**Data:**
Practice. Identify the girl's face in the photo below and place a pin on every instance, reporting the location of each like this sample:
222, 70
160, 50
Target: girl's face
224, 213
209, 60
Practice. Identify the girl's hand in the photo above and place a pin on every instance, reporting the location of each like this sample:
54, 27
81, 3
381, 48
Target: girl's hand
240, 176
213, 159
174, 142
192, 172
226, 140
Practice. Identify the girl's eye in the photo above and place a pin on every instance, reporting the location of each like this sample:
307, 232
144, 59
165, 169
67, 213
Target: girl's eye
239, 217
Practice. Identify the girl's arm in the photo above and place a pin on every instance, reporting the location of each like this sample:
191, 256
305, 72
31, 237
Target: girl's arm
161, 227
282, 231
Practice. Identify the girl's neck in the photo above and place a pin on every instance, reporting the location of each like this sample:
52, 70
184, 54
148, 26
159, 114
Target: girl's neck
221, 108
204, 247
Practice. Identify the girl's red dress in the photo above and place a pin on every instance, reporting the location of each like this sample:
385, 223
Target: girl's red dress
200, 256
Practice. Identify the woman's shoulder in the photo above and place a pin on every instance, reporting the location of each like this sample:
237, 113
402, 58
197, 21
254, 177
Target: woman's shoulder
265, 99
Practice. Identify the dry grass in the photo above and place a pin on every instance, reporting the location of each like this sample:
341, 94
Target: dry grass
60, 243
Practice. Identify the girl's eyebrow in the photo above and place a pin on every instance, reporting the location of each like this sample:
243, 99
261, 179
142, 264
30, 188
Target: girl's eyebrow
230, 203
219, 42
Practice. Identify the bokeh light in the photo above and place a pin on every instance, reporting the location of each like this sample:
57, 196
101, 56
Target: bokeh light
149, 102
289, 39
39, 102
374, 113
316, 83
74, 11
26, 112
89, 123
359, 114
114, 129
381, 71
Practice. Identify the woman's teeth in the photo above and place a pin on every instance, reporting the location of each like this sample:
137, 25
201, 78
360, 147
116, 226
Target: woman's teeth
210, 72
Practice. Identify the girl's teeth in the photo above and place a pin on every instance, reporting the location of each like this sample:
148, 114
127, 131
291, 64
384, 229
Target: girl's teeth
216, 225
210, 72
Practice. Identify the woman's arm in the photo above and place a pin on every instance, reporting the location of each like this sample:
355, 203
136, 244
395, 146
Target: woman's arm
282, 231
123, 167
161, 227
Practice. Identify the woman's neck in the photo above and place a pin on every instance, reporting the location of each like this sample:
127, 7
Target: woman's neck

**What you have to do:** Please quote the data above in full, with no line missing.

**Answer to the problem:**
Practice. Identify the girl's face in the photo below and place a pin on every instance, reporting the location of each like this sample:
222, 70
160, 50
Target: girl's face
224, 213
209, 60
Practice. Identify the girl's hand in the photo above and place a pin on every instance, reporting the location of each like this sample:
54, 27
81, 3
381, 48
Target: girl's hand
240, 176
213, 159
174, 142
192, 172
226, 140
Practice. Identify the girl's eye in the photo above and place a pin on every instance, reporting the location of each like this sample:
307, 232
144, 59
165, 169
67, 213
Target: girl's eye
239, 217
Practice. Identify the girl's arm in the photo above and place a pin on every instance, reporting the location of each like this sample:
191, 256
305, 72
31, 237
Target: girl's arm
161, 227
282, 231
Practice. Identify the girl's neck in the photo above and place a pin on every instance, reporting the location of each like this sample:
52, 70
184, 54
148, 26
159, 114
Target: girl's neck
221, 108
204, 247
Practice. Identify the girl's red dress in the photo above and place a pin on every instance, reporting the location of each like this sample:
385, 223
Target: girl's red dress
200, 256
Practice. Identify the woman's shoulder in the photo above and place a pin on every instance, reporting the location of each like this sample:
237, 113
402, 58
197, 21
254, 177
Target: woman's shoulder
265, 99
Practice. Identify the dry grass in the photo above and place a pin on every instance, reporting the location of each like this sample:
341, 94
Target: dry grass
60, 243
Practice. Identify the girl's eyebrow in the photo above and place a pin on every instance, reporting the location of each like this sample:
243, 99
261, 179
142, 264
30, 188
Target: girl's eyebrow
230, 203
219, 42
Practice. Identify the bokeh light in the photo above and place a pin on every instance, reporting the location of each like this sample:
57, 196
101, 56
Target: bokeh light
149, 102
289, 39
39, 102
374, 113
316, 83
74, 11
26, 112
89, 123
359, 114
114, 129
381, 71
Practice. Identify the woman's teeth in the photo above and place a pin on every instance, reporting the location of each like this sample:
137, 25
201, 78
360, 147
116, 226
Target: woman's teeth
210, 72
Practice. Identify the girl's teeth in the photo above and place a pin on every instance, reporting the location of each like this sample:
148, 114
127, 131
291, 64
384, 229
Target: girl's teeth
216, 225
210, 72
Practice. Identify the woman's arm in the photo above and place a pin on every instance, reporting the location of each like this sample:
355, 203
136, 244
395, 146
Target: woman's arm
282, 231
123, 167
161, 227
Practice. Identify the woman's neck in the photo above and place a pin on every instance, reporting the location of each like this sample:
127, 7
Target: woman's neck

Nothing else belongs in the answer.